THE PROBLEM: Only the pictures are to be left out; write out the rest of the data exactly.

Image-grounded pointing data:
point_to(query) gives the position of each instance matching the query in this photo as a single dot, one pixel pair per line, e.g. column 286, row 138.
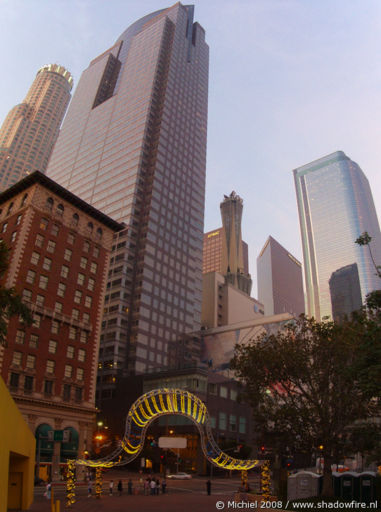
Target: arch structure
column 160, row 402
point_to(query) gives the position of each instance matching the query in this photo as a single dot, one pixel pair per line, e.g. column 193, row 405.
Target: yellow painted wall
column 17, row 450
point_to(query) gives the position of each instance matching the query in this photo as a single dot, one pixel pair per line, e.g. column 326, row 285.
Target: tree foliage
column 310, row 383
column 10, row 302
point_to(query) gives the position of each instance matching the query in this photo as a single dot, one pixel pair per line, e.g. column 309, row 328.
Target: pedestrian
column 48, row 490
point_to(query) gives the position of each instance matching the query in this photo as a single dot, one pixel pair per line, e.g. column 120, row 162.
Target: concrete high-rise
column 335, row 206
column 30, row 130
column 212, row 252
column 133, row 144
column 280, row 280
column 232, row 253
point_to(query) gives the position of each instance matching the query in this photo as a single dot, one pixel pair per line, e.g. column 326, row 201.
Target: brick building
column 59, row 256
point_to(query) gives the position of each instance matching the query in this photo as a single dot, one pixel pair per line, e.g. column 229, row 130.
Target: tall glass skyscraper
column 133, row 144
column 335, row 206
column 30, row 130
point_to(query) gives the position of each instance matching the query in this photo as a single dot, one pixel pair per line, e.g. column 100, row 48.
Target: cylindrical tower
column 30, row 130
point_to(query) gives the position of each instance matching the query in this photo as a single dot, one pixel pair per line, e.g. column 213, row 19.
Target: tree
column 308, row 384
column 10, row 302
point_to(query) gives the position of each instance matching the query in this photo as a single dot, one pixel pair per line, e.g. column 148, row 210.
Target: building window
column 52, row 347
column 68, row 371
column 31, row 362
column 64, row 271
column 44, row 223
column 20, row 337
column 47, row 265
column 55, row 327
column 55, row 230
column 30, row 277
column 35, row 258
column 27, row 295
column 28, row 383
column 50, row 366
column 33, row 341
column 61, row 289
column 43, row 282
column 39, row 242
column 48, row 387
column 17, row 358
column 14, row 380
column 40, row 300
column 67, row 392
column 51, row 246
column 67, row 254
column 78, row 394
column 37, row 320
column 222, row 420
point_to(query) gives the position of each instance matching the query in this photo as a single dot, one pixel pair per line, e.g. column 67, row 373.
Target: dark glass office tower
column 133, row 144
column 30, row 130
column 335, row 206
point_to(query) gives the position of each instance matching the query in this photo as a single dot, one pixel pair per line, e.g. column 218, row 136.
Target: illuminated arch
column 160, row 402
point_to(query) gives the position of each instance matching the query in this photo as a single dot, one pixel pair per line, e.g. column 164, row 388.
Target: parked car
column 179, row 476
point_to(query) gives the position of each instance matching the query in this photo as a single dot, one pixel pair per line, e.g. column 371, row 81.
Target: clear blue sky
column 290, row 81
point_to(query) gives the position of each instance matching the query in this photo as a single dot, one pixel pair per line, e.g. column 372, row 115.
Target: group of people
column 152, row 486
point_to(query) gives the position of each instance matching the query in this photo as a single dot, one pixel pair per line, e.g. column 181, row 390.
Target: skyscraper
column 335, row 206
column 133, row 144
column 212, row 252
column 30, row 130
column 232, row 253
column 280, row 280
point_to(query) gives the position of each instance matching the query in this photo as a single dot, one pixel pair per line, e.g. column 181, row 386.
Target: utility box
column 303, row 484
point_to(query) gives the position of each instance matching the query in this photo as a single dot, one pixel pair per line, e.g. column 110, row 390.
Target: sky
column 290, row 81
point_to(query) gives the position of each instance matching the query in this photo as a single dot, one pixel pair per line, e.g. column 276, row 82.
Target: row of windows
column 48, row 387
column 30, row 362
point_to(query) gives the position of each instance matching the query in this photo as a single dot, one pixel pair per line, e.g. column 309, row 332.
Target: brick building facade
column 59, row 256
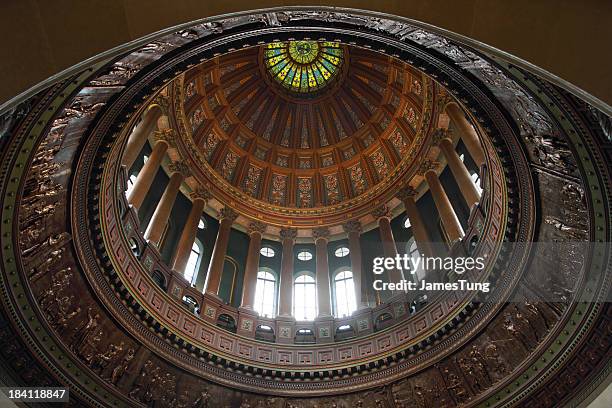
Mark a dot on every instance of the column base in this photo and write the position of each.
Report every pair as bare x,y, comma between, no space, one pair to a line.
247,322
285,329
211,307
324,329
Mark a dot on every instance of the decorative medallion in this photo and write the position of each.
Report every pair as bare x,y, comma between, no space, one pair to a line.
303,66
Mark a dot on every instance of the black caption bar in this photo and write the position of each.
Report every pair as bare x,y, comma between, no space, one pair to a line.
36,394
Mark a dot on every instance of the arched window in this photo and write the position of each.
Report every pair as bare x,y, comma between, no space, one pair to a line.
304,256
268,252
474,176
344,289
476,180
193,263
304,298
414,255
342,252
265,294
130,184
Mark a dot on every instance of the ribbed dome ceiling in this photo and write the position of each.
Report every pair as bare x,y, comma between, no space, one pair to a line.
289,151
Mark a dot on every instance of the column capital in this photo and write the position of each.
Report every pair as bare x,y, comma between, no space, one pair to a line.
382,212
165,135
200,194
352,226
288,233
441,134
163,101
443,100
179,167
407,193
227,213
427,165
256,227
320,233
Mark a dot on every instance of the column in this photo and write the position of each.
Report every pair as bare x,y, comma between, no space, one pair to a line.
383,216
449,218
417,226
321,236
353,229
227,216
460,172
199,198
155,229
467,133
149,169
139,135
255,230
285,303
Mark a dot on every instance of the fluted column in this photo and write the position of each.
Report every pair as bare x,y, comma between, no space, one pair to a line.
139,135
321,236
155,229
227,216
149,169
467,133
183,249
383,216
449,218
285,303
353,229
460,172
417,226
255,230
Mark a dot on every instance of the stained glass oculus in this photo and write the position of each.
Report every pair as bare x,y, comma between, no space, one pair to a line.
303,66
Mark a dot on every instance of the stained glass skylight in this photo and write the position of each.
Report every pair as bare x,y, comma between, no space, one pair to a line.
303,66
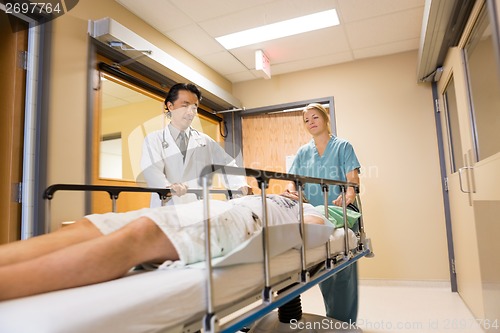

RESPONSE AREA:
point_to(query) gives the position of each instance matching the query in this photo as a single dot, one pixel pair per line, e.g. column 286, row 138.
Target: arch structure
column 160, row 402
point_to(query) gives the position of each instance matching the query in this photo as a single dot, one pixel pair per line, e.g. column 193, row 405.
Target: yellow painted wall
column 17, row 450
point_to(query) gives the position of each instance matching the query in this photo as a single dot, one pixel pair per line, e.g. column 326, row 285.
Target: tree foliage
column 310, row 383
column 10, row 302
point_to(query) gives the position of each instance matching the query in this photo as a single dot, one pixel pair per line, e.g. column 309, row 328.
Target: pedestrian
column 48, row 490
point_to(query) gives the position of each instance matching the query in this photo as a single dot, one pixel pair per line, e.g. column 120, row 162.
Target: concrete high-rise
column 335, row 206
column 30, row 130
column 212, row 252
column 133, row 144
column 280, row 280
column 232, row 253
point_to(query) gives the position of each instance matching the query in this photo as a single dot, one pixel pair per line, e.g. column 326, row 201.
Target: brick building
column 59, row 256
point_to(query) gives the position of each instance matching the query in this photo as a single dot, one pixel pair per line, e.g. column 229, row 130.
Target: tall glass skyscraper
column 133, row 144
column 335, row 206
column 30, row 130
point_to(query) gives the position of each instance matching the query in this photo as a single dot, one pixel pair per line, e.g. column 100, row 48.
Target: cylindrical tower
column 30, row 130
point_to(query) gives the position of each instance matching the query in this photo as a single dot, one pixel pair per line, e.g. column 213, row 19.
Target: tree
column 308, row 384
column 10, row 302
point_to(query) gives the position of each instance matching the query in this photo as a single dot, one pixel pair per line, e.g. column 148, row 210.
Target: building window
column 52, row 347
column 68, row 371
column 31, row 362
column 64, row 271
column 44, row 223
column 20, row 337
column 47, row 265
column 55, row 327
column 55, row 230
column 30, row 277
column 35, row 258
column 27, row 295
column 28, row 383
column 50, row 366
column 33, row 341
column 61, row 289
column 43, row 282
column 39, row 242
column 48, row 387
column 17, row 358
column 14, row 380
column 40, row 300
column 67, row 392
column 51, row 246
column 67, row 254
column 78, row 394
column 37, row 320
column 222, row 420
point_to(query) gives the position of each instance matching the query in this photo as a single dot, one pixel pair per line, e.g. column 67, row 373.
Target: dark glass office tower
column 133, row 144
column 30, row 130
column 335, row 206
point_to(query) gives the position of each instance matching the query in this photo as a single dot, one pixel pair per line, e.g. column 218, row 136.
Target: illuminated arch
column 160, row 402
point_to(query) gives the position of each instance matching the query in this photo as a single dot, one pixel pair per line, e.g. column 164, row 388.
Target: parked car
column 179, row 476
point_to(query) gives the position of each instance matching the query in this photo as a single dot, one pixel pair per line, e.g. column 371, row 81.
Target: clear blue sky
column 290, row 81
point_to(query) gives the position of each instance matching the query in this photo as a single dot, one pixel pair per line, e.g. column 372, row 115.
Target: group of people
column 152, row 486
point_to(query) gives the position of each instance matching the query in this photo as a single dot, one pixel pair per line, e.g. column 181, row 390.
Target: skyscraper
column 335, row 206
column 133, row 144
column 212, row 252
column 30, row 130
column 232, row 253
column 280, row 280
point_to(query) gives the position of each instance matching the query in this photo as a single dot, one pixel pair per line, e.g. column 181, row 386.
Target: utility box
column 303, row 484
point_to(query) gives the position of each instance matching the query in this photo as a single dot, one pixel pair per line, e.g. column 110, row 390.
Target: sky
column 290, row 81
point_to(query) gives the position of each instance matching the query in this photo as a single dot, one pixel pair per line, e.g. column 276, row 82.
Target: row of windows
column 48, row 387
column 30, row 362
point_to(query) gives the position of each instance matching the query in this photo as a single dot, one pixel pair per line, e.g. column 309, row 332.
Target: brick building facade
column 59, row 256
Mark a dot on every instance of the column base in this photo and write the position of each.
Report every pair as bare x,y, comma between, no space, one pair to a line.
247,322
285,329
211,307
324,329
Mark a dot on every instance of the decorative medallion in this photo and write the position of each.
Report every pair as bare x,y, comma between, no space, one pair to a line.
303,66
Mark a dot on every instance of the black caption bar in this photo and write the position of each.
Report every pair as bare x,y, comma between, no space, one pair to a line.
36,394
Mark a dot on every instance of the arched window in this photo and write the position of each.
Report every pair as bare x,y, comma between, no space, one pair to a line.
304,256
268,252
474,176
344,289
476,180
193,263
304,298
414,255
342,252
265,294
130,184
Mark a dot on every instance of the ribbed dome ceiling in this photo and write the position of each.
Report every pair as bare x,y, comma between, no space, one pair to a line.
289,151
Mark a dot on every instance of the column capital in this photo and write the position of each.
Report every pair as bare x,y, comma between, no space, one pair to a line.
382,212
165,135
200,194
352,226
288,233
441,134
163,101
443,100
179,167
407,193
227,213
427,165
256,227
320,233
Mark a dot on every instance of the column in this photo and write the position of each.
Report every pair as bare x,y, comma between, no space, one pair to a line.
383,216
449,218
417,226
321,236
353,229
227,216
460,172
199,198
155,229
467,133
149,169
139,135
255,230
285,303
Mark a dot on every instance of the fluted column in this photo and write the position of each.
Report every pair as bare x,y, comma between, no space, one pair to a line.
139,135
321,236
155,229
227,216
149,169
467,133
183,249
383,216
449,218
285,303
353,229
460,172
417,226
255,230
Mark a dot on every instance of the stained glass oculus in this photo and write the position of each.
Report every pair as bare x,y, comma between, no space, one pair to a line.
303,66
Mark a dot on every instance of the stained glass skylight in this photo and write the position of each.
Report every pair as bare x,y, comma between, no space, one pair to a line.
303,66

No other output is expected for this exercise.